本文:
===

たとえば、狂犬病の予防注射を打つ時期を指定されたり、1回目と2回目の注射の間を一定期間空けないといけないなど、申請をすべて終えるまで3~4カ月必要だった。
そのため、ペットの申請をする間に、じっくり家を探すことにした。
「私が日本に残って猫の輸送の手続きをあれこれしている間に、一足先にいっていた夫が家を探しました。住むのは賃貸のコンドミニアム(マンション)です。シンガポールは日本と違って、ドアを開けるとすぐリビングという間取りが多いとわかり、13軒くらい、家を見てもらいました」
たくさん探した中で、猫が脱走しにくい(万一部屋から出てもエレベーターホールで捕まえられる)プライベートエレベーターがある物件が見つかり、住まいの件は一件落着した。
「日本の家とは違い石床なので、夫が猫のためにふかふかのジョイントマットを部屋に敷き詰めてくれました。また、何軒かペットショップに通い、猫グッズやキャットタワーも探してくれました」
猫を迎え入れるための部屋作りが進むなか、猫を輸送できる時期も決まった。
しかしコロナがおさまっていないため、晴美さんは日本でコロナのワクチンを2度打ってから行くことにした。
「猫の手続きやワクチンもあり、私だけ遅くなりました。結局、“猫だけ”を飛行機の貨物で輸送することにしたのですが、8時間くらいかかるし、やはり心配でしたね」
輸送には1匹ずつキャリーバッグが必要だった。中で猫がターンできて立ったり座ったり横たわれる余裕のあるものを用意した。
輸送中に暴れて爪が折れた
8月の猫の出国の数日前、晴美さんは書類の提出とICチップの動作確認で2匹を羽田空港支所(動物の輸出入検査をする場所)に車で連れていった。
事前に獣医さんに処方された安定剤を飲ませていたが、まるもんたが、車内で「出せー」とばかりに騒いだそうだ。
「吉太は静かでしたが、まるもんたが少しケージで暴れたんです。飛行機での輸送当日も、安定剤を飲ませて、祈るように送り出しました……」
コロナによる規制もあったため、空港には代行業者に来てもらって入国の手続きを済ませ、夫の待つシンガポールの家まで連れていってもらった。

===

担当課題: 上の猫の海外輸送についての本文のうち、「たくさん探した中で、猫が脱走」から「トタワーも探してくれました」」までを一字も変えずに書き写すこと。

===

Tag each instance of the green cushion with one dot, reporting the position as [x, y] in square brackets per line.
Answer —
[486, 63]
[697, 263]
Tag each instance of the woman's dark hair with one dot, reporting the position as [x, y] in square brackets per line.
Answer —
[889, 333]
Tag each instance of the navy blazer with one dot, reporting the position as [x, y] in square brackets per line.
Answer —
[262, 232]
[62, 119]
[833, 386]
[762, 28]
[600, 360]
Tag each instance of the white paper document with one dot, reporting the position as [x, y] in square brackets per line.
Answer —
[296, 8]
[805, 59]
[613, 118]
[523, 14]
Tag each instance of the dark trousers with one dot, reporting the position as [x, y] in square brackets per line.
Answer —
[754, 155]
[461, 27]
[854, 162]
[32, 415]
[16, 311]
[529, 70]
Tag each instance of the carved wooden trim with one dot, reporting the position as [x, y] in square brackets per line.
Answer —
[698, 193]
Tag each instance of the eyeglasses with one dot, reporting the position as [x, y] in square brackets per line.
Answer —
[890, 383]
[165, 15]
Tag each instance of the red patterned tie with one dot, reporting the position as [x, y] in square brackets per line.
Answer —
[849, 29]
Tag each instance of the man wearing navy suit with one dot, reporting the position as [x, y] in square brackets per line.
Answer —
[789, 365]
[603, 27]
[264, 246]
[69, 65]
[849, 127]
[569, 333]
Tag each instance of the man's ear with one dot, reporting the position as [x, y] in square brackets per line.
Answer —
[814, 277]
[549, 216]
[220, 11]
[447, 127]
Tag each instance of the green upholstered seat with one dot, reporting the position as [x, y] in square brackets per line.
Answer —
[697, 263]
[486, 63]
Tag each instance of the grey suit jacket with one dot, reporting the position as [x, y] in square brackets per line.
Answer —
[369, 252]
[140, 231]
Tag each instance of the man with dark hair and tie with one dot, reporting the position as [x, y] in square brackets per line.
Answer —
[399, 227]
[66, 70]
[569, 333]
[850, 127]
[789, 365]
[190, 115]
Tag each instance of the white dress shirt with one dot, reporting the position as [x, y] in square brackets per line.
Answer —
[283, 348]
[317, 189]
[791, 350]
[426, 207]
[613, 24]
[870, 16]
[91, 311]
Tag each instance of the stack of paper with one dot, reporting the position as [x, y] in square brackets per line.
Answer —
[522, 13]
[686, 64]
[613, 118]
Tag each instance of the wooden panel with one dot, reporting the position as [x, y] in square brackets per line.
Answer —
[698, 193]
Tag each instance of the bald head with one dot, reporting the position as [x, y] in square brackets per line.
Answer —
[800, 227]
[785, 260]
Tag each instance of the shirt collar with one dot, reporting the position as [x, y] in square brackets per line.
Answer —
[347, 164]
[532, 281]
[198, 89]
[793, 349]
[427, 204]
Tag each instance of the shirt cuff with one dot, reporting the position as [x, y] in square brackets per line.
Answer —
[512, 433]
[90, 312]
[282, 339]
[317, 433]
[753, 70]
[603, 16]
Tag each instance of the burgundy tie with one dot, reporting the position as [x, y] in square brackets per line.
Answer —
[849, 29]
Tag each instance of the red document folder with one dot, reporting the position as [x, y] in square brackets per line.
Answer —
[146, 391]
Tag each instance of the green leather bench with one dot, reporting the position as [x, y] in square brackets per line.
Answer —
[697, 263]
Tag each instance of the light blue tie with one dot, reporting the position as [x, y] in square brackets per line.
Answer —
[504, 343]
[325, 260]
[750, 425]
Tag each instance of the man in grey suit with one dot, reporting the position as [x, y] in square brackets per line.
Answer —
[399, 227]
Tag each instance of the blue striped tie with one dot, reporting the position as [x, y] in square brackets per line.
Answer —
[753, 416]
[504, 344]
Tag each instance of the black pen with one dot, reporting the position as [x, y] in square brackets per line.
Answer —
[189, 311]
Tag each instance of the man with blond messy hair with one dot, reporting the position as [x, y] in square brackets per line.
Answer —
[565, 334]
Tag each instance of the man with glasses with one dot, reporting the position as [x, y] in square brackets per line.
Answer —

===

回答:
たくさん探した中で、猫が脱走しにくい(万一部屋から出てもエレベーターホールで捕まえられる)プライベートエレベーターがある物件が見つかり、住まいの件は一件落着した。
「日本の家とは違い石床なので、夫が猫のためにふかふかのジョイントマットを部屋に敷き詰めてくれました。また、何軒かペットショップに通い、猫グッズやキャットタワーも探してくれました」